* **Task goal**
Show each line of the records that contains the string "rear", treating uppercase and lowercase as different.

* **Extracted entries**

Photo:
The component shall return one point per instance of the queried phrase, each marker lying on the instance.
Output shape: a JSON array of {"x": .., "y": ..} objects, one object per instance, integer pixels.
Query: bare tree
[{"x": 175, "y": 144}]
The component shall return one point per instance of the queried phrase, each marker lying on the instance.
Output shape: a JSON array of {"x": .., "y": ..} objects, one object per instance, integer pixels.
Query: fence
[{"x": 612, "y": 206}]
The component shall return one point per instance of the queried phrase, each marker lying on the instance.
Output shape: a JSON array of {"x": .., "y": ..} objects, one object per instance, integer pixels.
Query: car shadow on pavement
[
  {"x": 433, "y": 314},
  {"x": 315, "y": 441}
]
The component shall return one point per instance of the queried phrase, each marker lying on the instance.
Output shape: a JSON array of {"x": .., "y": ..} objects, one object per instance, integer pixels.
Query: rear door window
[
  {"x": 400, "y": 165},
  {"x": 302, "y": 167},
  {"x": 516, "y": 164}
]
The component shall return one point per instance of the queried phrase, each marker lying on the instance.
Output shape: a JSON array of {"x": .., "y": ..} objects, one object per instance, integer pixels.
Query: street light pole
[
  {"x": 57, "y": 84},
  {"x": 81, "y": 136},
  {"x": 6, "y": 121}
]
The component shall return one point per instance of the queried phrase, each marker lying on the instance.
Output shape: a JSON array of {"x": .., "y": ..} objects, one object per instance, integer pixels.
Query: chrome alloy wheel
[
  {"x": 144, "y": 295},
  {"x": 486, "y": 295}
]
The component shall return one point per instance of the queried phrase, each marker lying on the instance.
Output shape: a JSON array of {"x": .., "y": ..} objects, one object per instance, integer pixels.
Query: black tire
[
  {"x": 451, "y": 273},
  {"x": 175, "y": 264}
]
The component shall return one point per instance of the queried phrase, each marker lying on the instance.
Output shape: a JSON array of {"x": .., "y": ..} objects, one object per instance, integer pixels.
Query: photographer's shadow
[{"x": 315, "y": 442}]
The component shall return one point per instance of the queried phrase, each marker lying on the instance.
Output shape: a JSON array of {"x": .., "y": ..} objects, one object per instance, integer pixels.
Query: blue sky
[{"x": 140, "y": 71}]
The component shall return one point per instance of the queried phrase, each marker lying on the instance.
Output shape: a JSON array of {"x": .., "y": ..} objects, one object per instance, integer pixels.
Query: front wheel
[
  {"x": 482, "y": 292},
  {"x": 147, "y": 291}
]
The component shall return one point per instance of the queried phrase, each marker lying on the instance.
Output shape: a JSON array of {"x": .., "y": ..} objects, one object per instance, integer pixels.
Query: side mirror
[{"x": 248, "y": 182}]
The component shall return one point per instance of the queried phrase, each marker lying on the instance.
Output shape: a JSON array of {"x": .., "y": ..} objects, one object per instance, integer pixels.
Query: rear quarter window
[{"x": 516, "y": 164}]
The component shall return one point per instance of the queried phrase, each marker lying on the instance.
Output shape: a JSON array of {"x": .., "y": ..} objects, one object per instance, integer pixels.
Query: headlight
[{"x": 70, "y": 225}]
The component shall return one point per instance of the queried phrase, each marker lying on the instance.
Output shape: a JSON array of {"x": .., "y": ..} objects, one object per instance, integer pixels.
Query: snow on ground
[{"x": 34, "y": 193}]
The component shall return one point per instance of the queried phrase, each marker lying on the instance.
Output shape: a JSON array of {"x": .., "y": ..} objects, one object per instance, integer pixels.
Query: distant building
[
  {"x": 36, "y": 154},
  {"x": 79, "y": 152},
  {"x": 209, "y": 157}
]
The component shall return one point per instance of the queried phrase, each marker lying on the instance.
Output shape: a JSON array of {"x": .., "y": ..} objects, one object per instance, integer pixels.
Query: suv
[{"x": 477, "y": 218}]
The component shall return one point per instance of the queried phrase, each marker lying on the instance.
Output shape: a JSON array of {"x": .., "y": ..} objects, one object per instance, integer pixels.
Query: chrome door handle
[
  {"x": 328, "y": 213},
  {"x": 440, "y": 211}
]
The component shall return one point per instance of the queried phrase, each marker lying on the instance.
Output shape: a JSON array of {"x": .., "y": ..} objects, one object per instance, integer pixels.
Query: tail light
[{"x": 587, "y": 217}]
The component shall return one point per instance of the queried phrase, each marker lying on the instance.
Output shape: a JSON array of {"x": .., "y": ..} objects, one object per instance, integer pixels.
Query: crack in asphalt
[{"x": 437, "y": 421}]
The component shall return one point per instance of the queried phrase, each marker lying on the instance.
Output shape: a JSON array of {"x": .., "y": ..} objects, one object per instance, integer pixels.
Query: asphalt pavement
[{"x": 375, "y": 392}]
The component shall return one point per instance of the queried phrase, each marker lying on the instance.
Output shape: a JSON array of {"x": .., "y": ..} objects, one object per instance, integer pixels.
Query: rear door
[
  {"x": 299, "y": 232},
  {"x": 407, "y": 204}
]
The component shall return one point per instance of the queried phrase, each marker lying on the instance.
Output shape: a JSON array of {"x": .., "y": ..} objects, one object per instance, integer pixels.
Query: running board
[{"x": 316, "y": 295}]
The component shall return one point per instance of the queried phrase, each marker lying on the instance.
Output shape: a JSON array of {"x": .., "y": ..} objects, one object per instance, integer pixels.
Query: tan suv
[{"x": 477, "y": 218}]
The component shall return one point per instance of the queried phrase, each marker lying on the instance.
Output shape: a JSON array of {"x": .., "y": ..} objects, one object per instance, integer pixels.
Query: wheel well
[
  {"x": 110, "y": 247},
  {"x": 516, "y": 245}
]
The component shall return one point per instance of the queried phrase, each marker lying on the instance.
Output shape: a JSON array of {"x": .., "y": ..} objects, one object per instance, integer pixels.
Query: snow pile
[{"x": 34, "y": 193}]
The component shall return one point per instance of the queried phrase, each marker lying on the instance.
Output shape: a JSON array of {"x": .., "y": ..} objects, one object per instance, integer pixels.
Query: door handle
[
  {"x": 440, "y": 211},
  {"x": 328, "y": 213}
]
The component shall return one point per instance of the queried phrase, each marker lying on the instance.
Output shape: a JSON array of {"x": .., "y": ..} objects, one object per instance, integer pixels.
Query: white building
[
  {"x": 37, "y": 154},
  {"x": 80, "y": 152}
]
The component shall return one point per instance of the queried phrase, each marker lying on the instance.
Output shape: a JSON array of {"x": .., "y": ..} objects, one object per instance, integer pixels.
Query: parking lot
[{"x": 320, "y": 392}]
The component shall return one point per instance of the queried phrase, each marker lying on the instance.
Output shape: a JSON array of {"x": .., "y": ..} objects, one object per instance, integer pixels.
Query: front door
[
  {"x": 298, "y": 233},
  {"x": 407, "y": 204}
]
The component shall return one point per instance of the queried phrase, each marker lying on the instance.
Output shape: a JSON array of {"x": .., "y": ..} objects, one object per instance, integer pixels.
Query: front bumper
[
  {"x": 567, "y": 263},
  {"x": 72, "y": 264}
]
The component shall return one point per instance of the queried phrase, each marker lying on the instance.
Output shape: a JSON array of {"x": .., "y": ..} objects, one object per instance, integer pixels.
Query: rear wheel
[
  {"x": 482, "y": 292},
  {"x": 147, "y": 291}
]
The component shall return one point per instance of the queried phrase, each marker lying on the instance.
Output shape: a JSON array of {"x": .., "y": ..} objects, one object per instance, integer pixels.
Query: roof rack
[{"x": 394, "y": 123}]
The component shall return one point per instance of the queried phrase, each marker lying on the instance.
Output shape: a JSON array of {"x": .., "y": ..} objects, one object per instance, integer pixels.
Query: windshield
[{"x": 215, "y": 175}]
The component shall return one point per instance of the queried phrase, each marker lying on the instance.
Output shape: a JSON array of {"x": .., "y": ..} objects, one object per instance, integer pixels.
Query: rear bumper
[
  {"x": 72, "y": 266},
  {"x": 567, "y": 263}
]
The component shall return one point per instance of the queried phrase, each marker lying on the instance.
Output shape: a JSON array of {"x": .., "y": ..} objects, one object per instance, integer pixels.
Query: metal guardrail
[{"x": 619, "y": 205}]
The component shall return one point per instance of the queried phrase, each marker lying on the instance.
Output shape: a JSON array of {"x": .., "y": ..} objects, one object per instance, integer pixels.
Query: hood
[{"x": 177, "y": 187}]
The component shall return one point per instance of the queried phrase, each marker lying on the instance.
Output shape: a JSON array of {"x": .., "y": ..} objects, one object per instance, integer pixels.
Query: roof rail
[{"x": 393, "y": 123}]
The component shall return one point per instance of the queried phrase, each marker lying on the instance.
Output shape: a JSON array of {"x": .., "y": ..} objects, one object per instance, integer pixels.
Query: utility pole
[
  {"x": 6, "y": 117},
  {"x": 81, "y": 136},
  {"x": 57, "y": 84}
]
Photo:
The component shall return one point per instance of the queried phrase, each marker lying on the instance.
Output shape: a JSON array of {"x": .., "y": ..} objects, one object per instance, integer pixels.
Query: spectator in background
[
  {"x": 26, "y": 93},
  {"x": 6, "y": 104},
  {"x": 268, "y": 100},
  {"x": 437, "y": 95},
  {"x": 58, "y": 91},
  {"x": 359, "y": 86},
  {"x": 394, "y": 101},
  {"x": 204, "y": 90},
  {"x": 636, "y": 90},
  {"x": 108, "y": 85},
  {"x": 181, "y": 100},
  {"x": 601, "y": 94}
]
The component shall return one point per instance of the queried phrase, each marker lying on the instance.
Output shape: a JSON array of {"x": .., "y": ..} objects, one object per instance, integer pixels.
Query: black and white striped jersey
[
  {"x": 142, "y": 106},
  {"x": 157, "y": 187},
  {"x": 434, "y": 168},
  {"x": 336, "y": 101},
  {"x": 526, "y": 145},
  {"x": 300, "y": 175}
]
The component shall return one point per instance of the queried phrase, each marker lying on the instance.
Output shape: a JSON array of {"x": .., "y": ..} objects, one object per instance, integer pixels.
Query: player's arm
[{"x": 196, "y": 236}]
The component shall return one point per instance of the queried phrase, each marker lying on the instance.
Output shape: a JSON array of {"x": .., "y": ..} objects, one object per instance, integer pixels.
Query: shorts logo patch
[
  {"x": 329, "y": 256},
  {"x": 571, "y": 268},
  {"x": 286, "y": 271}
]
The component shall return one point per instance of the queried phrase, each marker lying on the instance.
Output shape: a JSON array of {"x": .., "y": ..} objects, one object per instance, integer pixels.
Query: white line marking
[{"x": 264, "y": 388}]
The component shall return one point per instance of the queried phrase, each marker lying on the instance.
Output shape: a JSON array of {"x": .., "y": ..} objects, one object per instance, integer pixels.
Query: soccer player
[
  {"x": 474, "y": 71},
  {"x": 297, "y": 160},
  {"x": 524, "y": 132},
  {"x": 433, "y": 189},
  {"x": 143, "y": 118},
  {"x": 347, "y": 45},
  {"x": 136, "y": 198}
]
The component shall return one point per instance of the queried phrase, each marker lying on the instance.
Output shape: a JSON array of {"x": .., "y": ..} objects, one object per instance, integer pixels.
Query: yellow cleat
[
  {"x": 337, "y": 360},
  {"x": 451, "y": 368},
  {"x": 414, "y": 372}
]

* **Exercise response**
Query: rear door window
Query: rear quarter window
Query: rear door
Query: rear wheel
Query: rear bumper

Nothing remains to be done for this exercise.